— Start Records for this task —
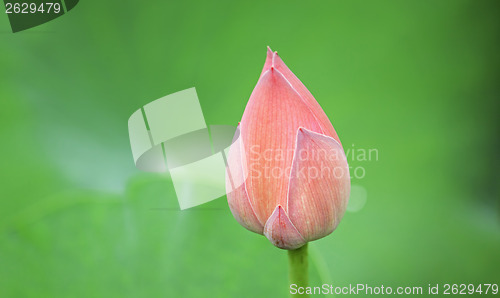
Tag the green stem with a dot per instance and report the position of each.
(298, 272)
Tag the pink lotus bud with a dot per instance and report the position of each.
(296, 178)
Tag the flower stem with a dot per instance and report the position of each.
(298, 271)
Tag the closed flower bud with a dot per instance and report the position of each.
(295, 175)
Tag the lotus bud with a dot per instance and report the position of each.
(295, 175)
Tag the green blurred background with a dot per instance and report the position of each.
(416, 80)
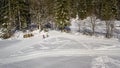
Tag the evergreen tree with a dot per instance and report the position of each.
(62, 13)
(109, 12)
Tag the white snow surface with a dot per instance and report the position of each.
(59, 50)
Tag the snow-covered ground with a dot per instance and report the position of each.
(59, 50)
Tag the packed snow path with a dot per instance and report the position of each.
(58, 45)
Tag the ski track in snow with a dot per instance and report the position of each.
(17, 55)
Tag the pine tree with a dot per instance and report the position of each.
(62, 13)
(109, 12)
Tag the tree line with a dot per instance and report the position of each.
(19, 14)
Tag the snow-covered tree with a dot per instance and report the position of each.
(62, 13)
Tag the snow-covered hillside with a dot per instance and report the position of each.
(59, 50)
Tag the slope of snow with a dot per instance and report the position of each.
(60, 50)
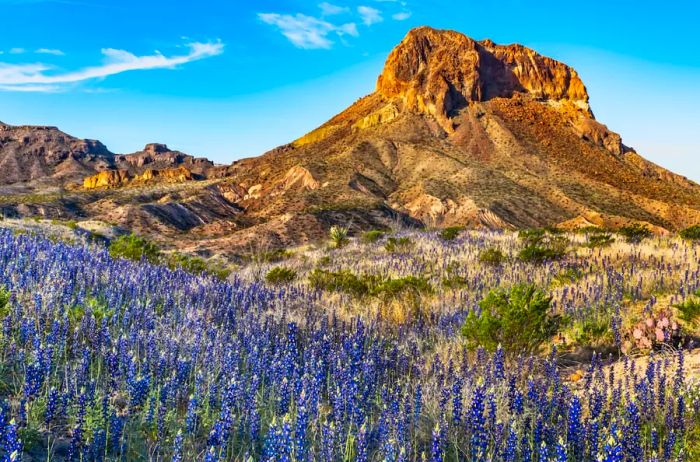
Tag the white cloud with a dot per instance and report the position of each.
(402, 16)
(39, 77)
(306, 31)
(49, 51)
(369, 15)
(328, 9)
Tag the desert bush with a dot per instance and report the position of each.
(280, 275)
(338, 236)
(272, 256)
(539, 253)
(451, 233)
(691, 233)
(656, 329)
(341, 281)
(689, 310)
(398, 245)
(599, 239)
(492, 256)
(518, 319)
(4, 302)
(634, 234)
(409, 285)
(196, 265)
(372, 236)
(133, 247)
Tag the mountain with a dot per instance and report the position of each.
— End Records for this task —
▸ **Stated problem**
Rewrite all of the material above, replacing "a dot per instance" with "one point per instance" everywhere it appears and keeping every other line unchanged. Omit the picture markers from your answer.

▸ **Reply to the exercise**
Tag the green stem with one point per instance and report the position of each.
(298, 272)
Tag the pink lotus bud with one point per instance and report the position of each.
(296, 178)
Tag the flower stem with one point per instance and report the position of each.
(298, 271)
Tag the closed flower bud with one point per instance and report the position of each.
(295, 175)
Tag the lotus bud with one point per instance and report the position of each.
(295, 175)
Tag the green blurred background with one point per instance and report the position of each.
(416, 80)
Tag the evergreen tree with one point per instance and report the position of each.
(62, 13)
(109, 12)
Tag the white snow surface with one point per instance and report the position of each.
(59, 50)
Tag the snow-covered ground with one point per instance and report the position of each.
(59, 50)
Tag the packed snow path with one point per instance and report the position of each.
(58, 45)
Tag the ski track in snow with one point per instance and report the position of each.
(17, 55)
Tag the pine tree with one point per instance and report the position of each.
(62, 13)
(109, 12)
Tag the tree line with one point per instance and report the position of each.
(19, 14)
Tag the snow-covered tree with one point per instance and report the position of each.
(62, 13)
Tag the snow-covered hillside with one point per instance and report the position of each.
(59, 50)
Tag the slope of snow with one point per instance and report the position of each.
(60, 50)
Tag the white cloud with one point per instance and report the position of each.
(402, 16)
(39, 77)
(306, 31)
(49, 51)
(369, 15)
(328, 9)
Tag the desert bush with one point per instance and report the position of each.
(280, 275)
(338, 236)
(272, 256)
(539, 253)
(451, 233)
(691, 233)
(656, 329)
(341, 281)
(689, 310)
(398, 245)
(599, 239)
(492, 256)
(518, 319)
(4, 302)
(634, 234)
(409, 285)
(196, 265)
(372, 236)
(133, 247)
Tag the mountain with one point per instance and report the position of each.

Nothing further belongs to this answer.